== Stated problem ==
Return each line of the material below that contains the word "insignia".

***** Data *****

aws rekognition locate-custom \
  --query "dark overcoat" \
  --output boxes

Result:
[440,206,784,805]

*****
***** Data *****

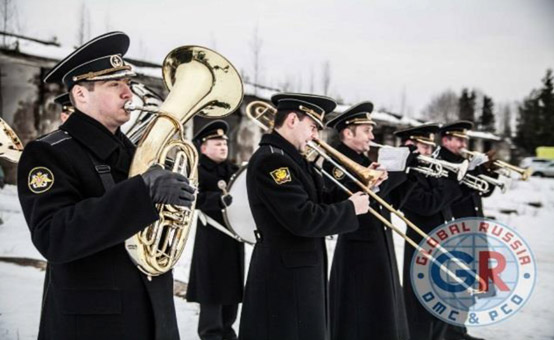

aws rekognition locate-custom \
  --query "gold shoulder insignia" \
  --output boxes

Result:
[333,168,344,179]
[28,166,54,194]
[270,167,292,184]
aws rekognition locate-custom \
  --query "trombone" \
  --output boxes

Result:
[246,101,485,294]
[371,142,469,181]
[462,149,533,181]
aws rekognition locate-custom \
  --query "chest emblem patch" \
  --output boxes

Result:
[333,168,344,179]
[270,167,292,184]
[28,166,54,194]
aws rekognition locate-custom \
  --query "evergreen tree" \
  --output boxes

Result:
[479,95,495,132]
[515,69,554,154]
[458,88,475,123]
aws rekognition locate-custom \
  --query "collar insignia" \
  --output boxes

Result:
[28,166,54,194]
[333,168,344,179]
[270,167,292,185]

*****

== Expected answer ==
  --query "gold shoulder insignia" \
  --query "collar insignia" \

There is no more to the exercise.